------ Listed records ------
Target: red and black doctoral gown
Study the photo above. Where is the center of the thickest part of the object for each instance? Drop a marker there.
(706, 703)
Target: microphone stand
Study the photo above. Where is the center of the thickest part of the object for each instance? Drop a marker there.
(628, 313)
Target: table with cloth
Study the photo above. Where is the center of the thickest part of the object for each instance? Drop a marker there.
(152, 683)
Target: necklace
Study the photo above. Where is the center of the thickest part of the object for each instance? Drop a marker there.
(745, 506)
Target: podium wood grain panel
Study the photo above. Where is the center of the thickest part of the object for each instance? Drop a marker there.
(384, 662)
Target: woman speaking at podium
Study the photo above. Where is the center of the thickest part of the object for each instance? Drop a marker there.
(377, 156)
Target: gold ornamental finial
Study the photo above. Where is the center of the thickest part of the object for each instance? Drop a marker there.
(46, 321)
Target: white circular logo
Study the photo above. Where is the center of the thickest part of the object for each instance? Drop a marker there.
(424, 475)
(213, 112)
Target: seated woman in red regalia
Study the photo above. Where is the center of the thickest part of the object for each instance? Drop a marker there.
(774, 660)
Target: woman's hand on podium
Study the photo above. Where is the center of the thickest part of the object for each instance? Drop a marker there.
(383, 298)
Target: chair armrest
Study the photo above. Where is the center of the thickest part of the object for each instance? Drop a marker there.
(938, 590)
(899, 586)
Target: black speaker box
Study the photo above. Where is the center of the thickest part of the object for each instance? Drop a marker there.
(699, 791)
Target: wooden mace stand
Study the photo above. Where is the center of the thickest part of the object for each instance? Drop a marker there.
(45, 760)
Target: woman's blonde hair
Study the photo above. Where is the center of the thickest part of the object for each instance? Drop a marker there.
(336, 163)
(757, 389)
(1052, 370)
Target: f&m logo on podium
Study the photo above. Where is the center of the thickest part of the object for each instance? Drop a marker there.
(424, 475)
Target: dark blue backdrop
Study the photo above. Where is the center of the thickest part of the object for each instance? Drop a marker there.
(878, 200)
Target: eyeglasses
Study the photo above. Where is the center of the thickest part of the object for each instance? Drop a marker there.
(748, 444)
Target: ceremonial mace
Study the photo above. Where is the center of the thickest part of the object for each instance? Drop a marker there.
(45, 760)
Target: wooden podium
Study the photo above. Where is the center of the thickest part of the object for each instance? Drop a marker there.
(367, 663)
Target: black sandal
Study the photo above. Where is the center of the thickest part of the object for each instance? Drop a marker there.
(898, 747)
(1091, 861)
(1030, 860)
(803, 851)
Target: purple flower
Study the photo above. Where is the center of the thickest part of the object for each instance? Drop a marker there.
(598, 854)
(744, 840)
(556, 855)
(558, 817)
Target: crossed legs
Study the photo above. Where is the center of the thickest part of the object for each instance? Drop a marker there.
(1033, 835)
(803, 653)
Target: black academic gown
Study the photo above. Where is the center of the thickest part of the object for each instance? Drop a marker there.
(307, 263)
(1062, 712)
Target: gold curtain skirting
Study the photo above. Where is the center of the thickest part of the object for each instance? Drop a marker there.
------
• **Objective**: Reproduce all of the records above verbatim, line for line.

• **Exercise output**:
Target: red and black doctoral gown
Study the photo above. Where is the center of the thickest part of the object for each instance? Drop a marker there.
(706, 703)
Target: microphone stand
Study the photo above. Where is the center of the thickest part of the object for each instance? Drop a marker there.
(628, 313)
Target: table with cloth
Study the photo above. Where is the center of the thickest part of the object for each instance? Drop a marker there.
(152, 683)
Target: necklace
Study the photo above. Where is the center of the thickest part of the object for each instance? Drop a marker there.
(745, 506)
Target: podium wood grain panel
Study the photo above. Where is the center of the thickest part of the object for each instance? Drop a marker there.
(384, 662)
Target: woman speaking at podium
Study the photo above. Where is the center of the thickest part of the object for each instance? Drop a marker there.
(377, 156)
Target: gold ornamental finial
Study the photo above. Where is the center of the thickest part of the object for each instance? Drop a marker there.
(46, 321)
Target: white circular logo
Study the photo above. Where is the center of the thickest part of the object for each instance? Drop a marker there.
(424, 475)
(213, 112)
Target: seated woman in red regalia
Study the photo above. Where is the center of the thickest part of the object for each instance? Drop a marker there.
(774, 660)
Target: woman's hand on podium
Study the photo above. Where is the center of the thickest part of the object for each instance? Drop a marker there.
(383, 298)
Target: chair armrest
Study the photo above. Where is the center of the thickest part of the object for each instance? Drop a marker there.
(938, 590)
(899, 586)
Target: black speaker box
Study the photo above. Where is the center of the thickest part of the object for each instance? Drop a marker there.
(699, 791)
Target: wooden mace stand
Study the photo above. Where is the center of the thickest part of the object for each instance? Drop a marker there.
(45, 760)
Target: woman's blonde hair
Study the photo above. Where is the center of the thickest part of the object for each instance? Drop a marker there.
(336, 163)
(757, 389)
(1052, 370)
Target: f&m logo on podium
Study the photo above. Where is the center of the thickest part of the object for each instance? Drop a marker there.
(424, 475)
Target: dark blue backdrop
Study the photo above. Where is the center of the thickest part of the object for each instance? Drop a marker there.
(878, 200)
Target: eyeglasses
Study the photo above. Where is the center of the thickest part of the object for each instance? Drop a marker there.
(748, 444)
Target: ceremonial mace
Study the photo above. Where is the center of the thickest part of the object for each instance? Drop a marker there.
(45, 760)
Target: wooden podium
Study the photo above. Where is the center of the thickest part of the object for each instance? Drop a marker there.
(367, 663)
Target: black sandal
Study the photo above. Where is the center of the thickest part of the object for each instance? Drop a marker there.
(898, 747)
(1091, 861)
(1030, 860)
(803, 851)
Target: purple flower
Study the photo above. Where is the center of the thickest part of the object for each instance? Drop a marker there.
(598, 854)
(744, 840)
(556, 855)
(558, 817)
Target: crossed legs
Study the photo above. Where is the center of the thickest part of the object for each instance? Drop a marker there.
(1033, 835)
(803, 653)
Target: black academic gown
Study the photo above. Where is the center of the thickest part of the object for each instance? Drop a marker there.
(307, 263)
(1062, 712)
Target: gold curtain skirting
Study the photo above. Where is the center of the thickest part of the object for each instance? Drop a marker there.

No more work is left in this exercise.